TEXT UNDER STUDY:
FRANKFURT: Bain Capital, Goldman Sachs and TPG are considering an investment in Heidelberg Cement, the debt-ridden cement maker belonging to the family of Adolf Merckle, the German billionaire who committed suicide recently, according to reports from Bloomberg.

Dr Merckle, one of Europe’s richest men, threw himself in front of a train after feeling the pressures of the credit crunch on his business empire.  Heidelberg Cement owns British-based Castle Cement and Hanson, which it bought for £8bn in 2007.

The billionaire’s suicide was said to be prompted by hundreds of millions of euros of losses in VW share trading and the rapid crumbling of his pharmaceuticals empire.

The 74-year-old head of a conglomerate, which included the Ratiopharm drugs group and HeidelbergCement, was believed to be the first credit crunch fatality in Germany’s business elite.

The act of despair came shortly after Dr Merckle has put together a 400 million euro bridging loan for his companies, but this was too little, too late.

The billionaire Merckle family’s Heidelberg Cement AG dropped in Frankfurt trading after his suicide and increased the likelihood the company will be sold to creditors.

ACTIVITY LIST:
a) Copy the Heidelberg Cement article again, starting at "Dr Merckle, one" and ending at "Germany’s business elite.", and replace "Dr Merckle" with "Adolf Merckle" everywhere it occurs.
b) Write the next part of the Heidelberg Cement article, picking up right after its final sentence.

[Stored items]
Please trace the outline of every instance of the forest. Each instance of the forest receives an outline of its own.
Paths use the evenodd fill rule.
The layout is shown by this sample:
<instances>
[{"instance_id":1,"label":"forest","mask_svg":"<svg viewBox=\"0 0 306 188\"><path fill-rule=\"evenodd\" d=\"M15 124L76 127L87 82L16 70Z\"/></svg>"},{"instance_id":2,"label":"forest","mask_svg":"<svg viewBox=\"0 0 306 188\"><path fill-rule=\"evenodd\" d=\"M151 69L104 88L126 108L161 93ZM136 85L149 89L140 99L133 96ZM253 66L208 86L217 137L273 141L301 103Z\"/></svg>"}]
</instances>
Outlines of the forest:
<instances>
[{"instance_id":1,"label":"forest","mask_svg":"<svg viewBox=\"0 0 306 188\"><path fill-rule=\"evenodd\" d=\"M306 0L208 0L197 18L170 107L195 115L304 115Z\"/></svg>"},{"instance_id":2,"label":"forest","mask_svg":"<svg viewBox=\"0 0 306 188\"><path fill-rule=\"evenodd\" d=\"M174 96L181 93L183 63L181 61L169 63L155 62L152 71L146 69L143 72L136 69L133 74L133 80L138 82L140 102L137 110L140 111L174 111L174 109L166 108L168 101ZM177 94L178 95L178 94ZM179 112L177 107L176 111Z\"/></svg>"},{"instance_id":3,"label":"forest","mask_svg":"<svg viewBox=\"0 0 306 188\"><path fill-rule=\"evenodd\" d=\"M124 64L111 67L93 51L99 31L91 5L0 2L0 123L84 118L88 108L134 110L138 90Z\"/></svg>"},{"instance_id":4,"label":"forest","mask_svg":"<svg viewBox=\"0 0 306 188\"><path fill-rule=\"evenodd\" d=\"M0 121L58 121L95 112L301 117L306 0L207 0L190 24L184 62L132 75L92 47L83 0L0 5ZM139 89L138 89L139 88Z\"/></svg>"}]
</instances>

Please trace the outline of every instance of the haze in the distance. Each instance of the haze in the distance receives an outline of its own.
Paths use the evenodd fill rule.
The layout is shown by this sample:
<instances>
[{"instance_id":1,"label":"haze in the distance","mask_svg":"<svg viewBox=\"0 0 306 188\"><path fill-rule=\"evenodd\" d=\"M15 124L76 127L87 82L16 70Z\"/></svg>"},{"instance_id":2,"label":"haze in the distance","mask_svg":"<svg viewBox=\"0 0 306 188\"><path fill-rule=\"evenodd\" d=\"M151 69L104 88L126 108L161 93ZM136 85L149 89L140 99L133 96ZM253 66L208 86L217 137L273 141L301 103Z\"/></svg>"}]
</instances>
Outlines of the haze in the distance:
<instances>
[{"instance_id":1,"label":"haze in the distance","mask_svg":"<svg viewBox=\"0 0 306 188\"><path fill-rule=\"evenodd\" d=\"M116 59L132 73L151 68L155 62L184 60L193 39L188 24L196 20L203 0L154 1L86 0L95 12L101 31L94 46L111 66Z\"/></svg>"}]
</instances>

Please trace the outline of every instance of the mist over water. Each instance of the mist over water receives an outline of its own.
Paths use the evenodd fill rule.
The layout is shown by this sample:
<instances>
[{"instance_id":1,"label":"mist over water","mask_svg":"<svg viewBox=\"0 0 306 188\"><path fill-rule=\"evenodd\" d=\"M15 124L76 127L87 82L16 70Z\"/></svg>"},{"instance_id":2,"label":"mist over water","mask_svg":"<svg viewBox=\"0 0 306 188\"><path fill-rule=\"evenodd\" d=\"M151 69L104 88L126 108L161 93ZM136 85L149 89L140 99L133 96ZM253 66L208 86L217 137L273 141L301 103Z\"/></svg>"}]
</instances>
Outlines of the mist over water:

RESPONSES TO THE EXERCISE:
a)
Adolf Merckle, one of Europe’s richest men, threw himself in front of a train after feeling the pressures of the credit crunch on his business empire.  Heidelberg Cement owns British-based Castle Cement and Hanson, which it bought for £8bn in 2007.

The billionaire’s suicide was said to be prompted by hundreds of millions of euros of losses in VW share trading and the rapid crumbling of his pharmaceuticals empire.

The 74-year-old head of a conglomerate, which included the Ratiopharm drugs group and HeidelbergCement, was believed to be the first credit crunch fatality in Germany’s business elite.

b)
Tobias Woerner, an analyst at MF Global Securities: “The banks have been in the sector before, and may take it on and wait for a recovery. Given the high level of debt we may see a piecemeal break-up of Heidelberg Cement.”

In mid-2007, Merckle paid $18bn to add British aggregates supplier Hanson Plc to its portfolio. At the time, it was claimed to be the biggest ever takeover in the building-materials industry.

The purchase, however, saddled the company with debt, including a 5.5bn euro credit loan maturing in May 2010. Moody’s Investors Service last month cut its rating on Heidelberg Cement, citing refinancing needs, a market slowdown and the possible financial problems of the major shareholder.